+++ Record extracts +++

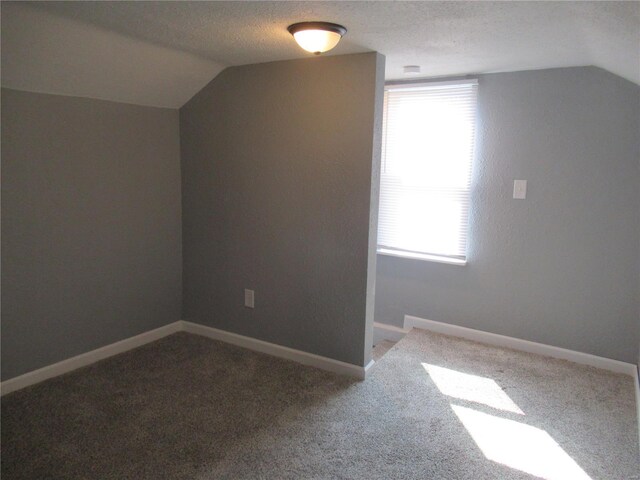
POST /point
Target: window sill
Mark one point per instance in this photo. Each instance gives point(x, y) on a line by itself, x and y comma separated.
point(422, 256)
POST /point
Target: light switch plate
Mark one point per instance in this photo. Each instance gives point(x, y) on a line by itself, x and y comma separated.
point(520, 189)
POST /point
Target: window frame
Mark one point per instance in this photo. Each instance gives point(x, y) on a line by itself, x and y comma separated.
point(413, 255)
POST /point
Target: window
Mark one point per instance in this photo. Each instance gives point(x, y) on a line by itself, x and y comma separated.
point(427, 150)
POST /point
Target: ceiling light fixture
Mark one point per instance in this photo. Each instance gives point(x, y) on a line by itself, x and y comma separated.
point(317, 37)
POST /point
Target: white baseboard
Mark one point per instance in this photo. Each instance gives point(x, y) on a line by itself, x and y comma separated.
point(298, 356)
point(522, 345)
point(382, 331)
point(637, 385)
point(73, 363)
point(82, 360)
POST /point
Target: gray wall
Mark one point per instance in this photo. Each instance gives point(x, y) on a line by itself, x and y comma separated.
point(91, 225)
point(276, 190)
point(560, 267)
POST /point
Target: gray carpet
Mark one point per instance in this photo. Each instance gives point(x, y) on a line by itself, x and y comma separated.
point(190, 408)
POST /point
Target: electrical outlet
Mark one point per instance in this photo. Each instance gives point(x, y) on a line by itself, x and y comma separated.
point(249, 298)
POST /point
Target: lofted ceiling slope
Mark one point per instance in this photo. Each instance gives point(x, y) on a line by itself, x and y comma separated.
point(161, 53)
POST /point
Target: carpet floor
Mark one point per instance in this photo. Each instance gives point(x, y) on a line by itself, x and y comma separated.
point(434, 407)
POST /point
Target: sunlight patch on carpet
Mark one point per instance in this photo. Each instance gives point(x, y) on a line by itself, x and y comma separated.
point(472, 388)
point(519, 446)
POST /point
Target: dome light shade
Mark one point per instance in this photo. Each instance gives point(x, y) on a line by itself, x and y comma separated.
point(317, 37)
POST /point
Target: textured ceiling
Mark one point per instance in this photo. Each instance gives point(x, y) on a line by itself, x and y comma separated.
point(444, 38)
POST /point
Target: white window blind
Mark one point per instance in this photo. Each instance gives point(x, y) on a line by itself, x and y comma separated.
point(427, 152)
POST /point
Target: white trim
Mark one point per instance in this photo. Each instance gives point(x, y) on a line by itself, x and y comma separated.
point(419, 85)
point(518, 344)
point(84, 359)
point(280, 351)
point(636, 381)
point(382, 331)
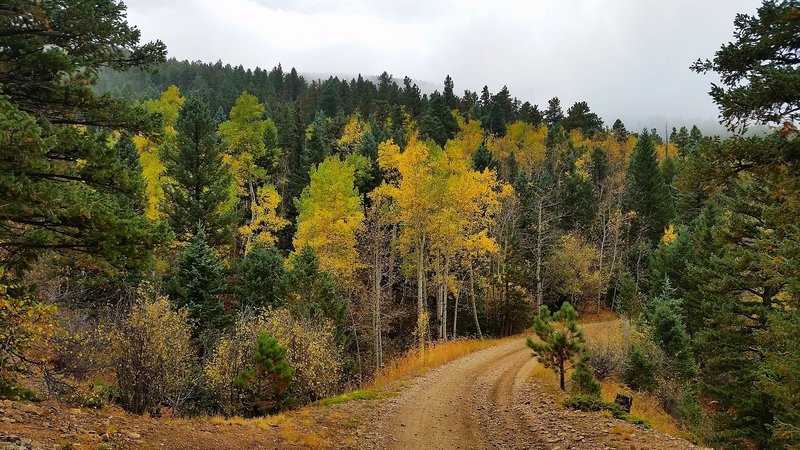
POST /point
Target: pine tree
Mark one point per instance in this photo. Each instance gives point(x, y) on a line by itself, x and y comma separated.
point(260, 278)
point(312, 292)
point(200, 185)
point(450, 99)
point(645, 192)
point(63, 189)
point(264, 384)
point(198, 283)
point(553, 115)
point(558, 347)
point(619, 130)
point(579, 116)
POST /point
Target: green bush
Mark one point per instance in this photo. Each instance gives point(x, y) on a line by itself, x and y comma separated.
point(583, 381)
point(593, 403)
point(96, 394)
point(311, 352)
point(153, 356)
point(10, 389)
point(264, 384)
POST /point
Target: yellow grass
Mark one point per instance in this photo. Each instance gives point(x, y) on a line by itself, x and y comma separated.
point(437, 354)
point(644, 405)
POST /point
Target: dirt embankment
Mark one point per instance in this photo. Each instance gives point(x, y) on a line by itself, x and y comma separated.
point(487, 400)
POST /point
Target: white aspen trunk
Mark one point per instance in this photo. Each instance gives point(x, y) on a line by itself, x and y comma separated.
point(455, 313)
point(472, 299)
point(421, 323)
point(600, 267)
point(539, 289)
point(377, 310)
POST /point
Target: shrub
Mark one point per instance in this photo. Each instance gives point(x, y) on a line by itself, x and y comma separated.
point(153, 356)
point(24, 323)
point(680, 400)
point(82, 346)
point(311, 352)
point(260, 278)
point(264, 384)
point(640, 370)
point(583, 381)
point(594, 403)
point(629, 301)
point(12, 390)
point(96, 394)
point(560, 343)
point(606, 357)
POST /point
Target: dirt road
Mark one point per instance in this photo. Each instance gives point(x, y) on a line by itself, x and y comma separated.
point(487, 400)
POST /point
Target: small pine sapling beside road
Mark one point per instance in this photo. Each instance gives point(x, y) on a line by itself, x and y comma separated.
point(265, 383)
point(561, 340)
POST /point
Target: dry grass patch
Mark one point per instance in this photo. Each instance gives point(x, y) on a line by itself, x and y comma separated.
point(645, 406)
point(437, 354)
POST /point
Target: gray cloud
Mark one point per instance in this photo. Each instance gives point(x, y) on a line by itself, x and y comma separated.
point(626, 58)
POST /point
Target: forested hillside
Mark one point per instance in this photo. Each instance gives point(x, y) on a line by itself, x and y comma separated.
point(223, 240)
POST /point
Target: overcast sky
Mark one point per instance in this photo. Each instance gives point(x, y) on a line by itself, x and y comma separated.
point(626, 58)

+++

- _Aim of the task_
Copy each line from the data that features the string "white".

- _Your solution_
Target: white baseboard
Target: white window blind
Target: white trim
Target: white aspen trunk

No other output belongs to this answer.